● Assignment:
The output has to be the full set of records, reproduced exactly, minus any picture.

Segment Start: Data extracts

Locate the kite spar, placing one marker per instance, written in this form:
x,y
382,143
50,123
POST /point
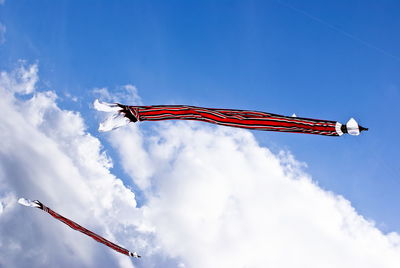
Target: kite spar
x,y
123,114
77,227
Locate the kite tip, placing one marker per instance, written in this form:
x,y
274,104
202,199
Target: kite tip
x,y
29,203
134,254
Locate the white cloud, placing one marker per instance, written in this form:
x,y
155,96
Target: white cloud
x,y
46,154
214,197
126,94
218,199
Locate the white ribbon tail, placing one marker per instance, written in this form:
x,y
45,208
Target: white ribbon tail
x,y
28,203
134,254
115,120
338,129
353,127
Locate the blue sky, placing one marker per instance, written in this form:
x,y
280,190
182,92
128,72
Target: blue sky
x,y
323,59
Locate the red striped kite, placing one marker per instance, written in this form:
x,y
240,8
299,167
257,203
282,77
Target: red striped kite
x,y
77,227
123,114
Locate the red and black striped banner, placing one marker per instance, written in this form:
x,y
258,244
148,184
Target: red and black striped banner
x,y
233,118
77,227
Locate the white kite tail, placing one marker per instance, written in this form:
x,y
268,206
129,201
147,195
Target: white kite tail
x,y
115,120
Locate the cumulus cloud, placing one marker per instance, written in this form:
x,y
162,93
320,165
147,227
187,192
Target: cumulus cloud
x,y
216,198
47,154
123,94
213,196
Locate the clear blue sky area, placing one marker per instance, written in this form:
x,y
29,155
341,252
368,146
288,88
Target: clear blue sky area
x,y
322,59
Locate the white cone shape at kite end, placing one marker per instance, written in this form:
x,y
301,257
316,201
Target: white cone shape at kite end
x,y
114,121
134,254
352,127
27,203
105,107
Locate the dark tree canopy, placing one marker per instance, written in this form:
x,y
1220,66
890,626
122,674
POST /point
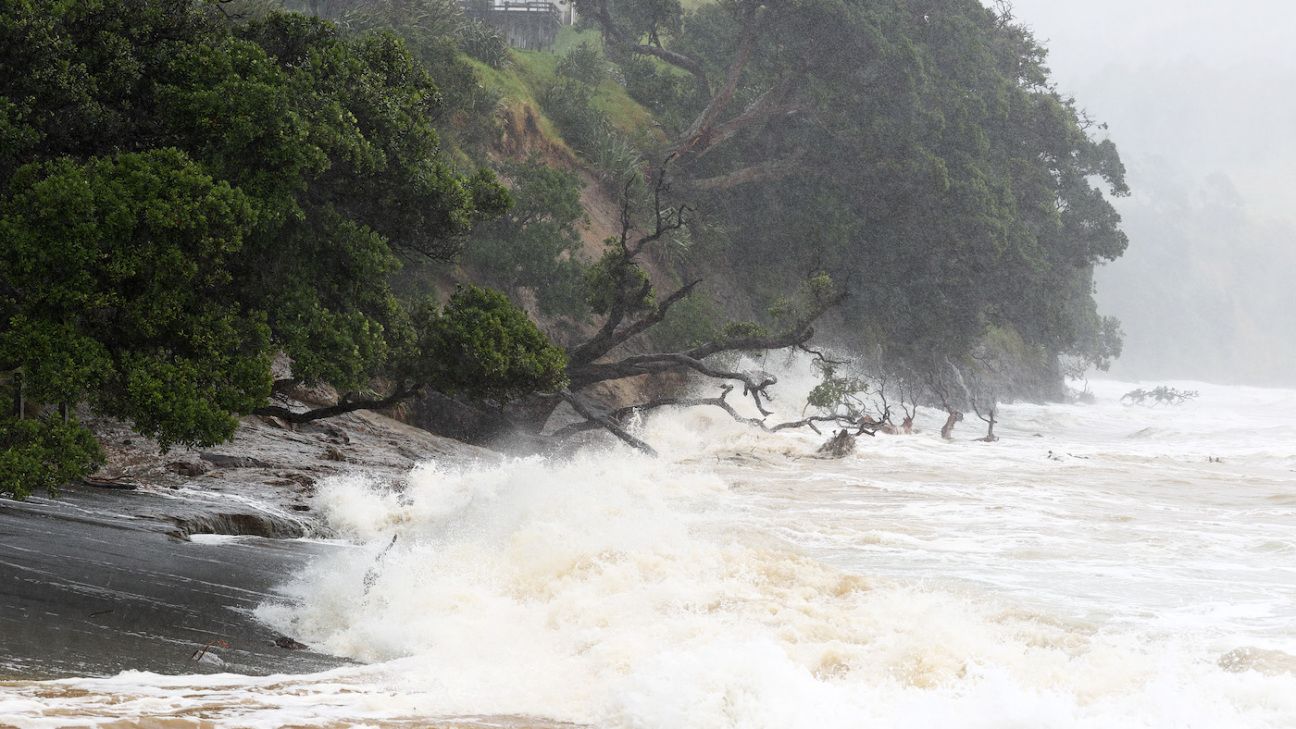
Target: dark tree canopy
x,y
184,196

Segment End: Data extracts

● Result for this task:
Locate the kite spar, placing one marker per instance, written in this form:
x,y
382,143
50,123
POST /point
Target: kite spar
x,y
123,114
77,227
Locate the kite tip, placing one marker per instance, written in this form:
x,y
274,104
202,199
Target: kite tip
x,y
29,203
134,254
Locate the white cloud, placing one marker per instance, written in this form:
x,y
155,96
Target: white cloud
x,y
46,154
214,197
126,94
218,199
Locate the white ribbon tail, placing one marker per instance, written in this form:
x,y
45,208
Target: white ribbon tail
x,y
28,203
134,254
115,120
338,129
353,127
Locate the blue sky, placing one marker per instance, written in this form:
x,y
280,190
182,92
128,72
Target: blue sky
x,y
323,59
Locate the red striped kite, placing one marker per instance, written in this form:
x,y
240,8
299,167
257,203
282,77
Target: red striped kite
x,y
77,227
123,114
Locate the red and black striped banner, placing one marker per instance, written in this form:
x,y
258,244
148,184
Target: red and black striped banner
x,y
233,118
77,227
Locate the white kite tail, placing one marker per instance, written in this form:
x,y
268,206
129,201
147,195
Target: white kite tail
x,y
115,120
Locate the cumulus cloud, placing one marker per instance, written in this form:
x,y
162,93
320,165
147,227
187,192
Target: cumulus cloud
x,y
216,198
47,154
123,94
213,196
Locate the clear blue sky area, placing one marker per instance, written in this form:
x,y
29,155
341,252
368,146
288,88
Target: clear blue sky area
x,y
322,59
Locate the white cone shape at kite end, placing one marker per instance, written in this form:
x,y
301,257
316,201
Target: white cone shape at kite end
x,y
114,121
134,254
352,127
27,203
105,107
Locate the dark tree canopy, placing one marker per instance, written in this form:
x,y
1220,66
890,626
122,674
POST /point
Target: dark tree canopy
x,y
184,196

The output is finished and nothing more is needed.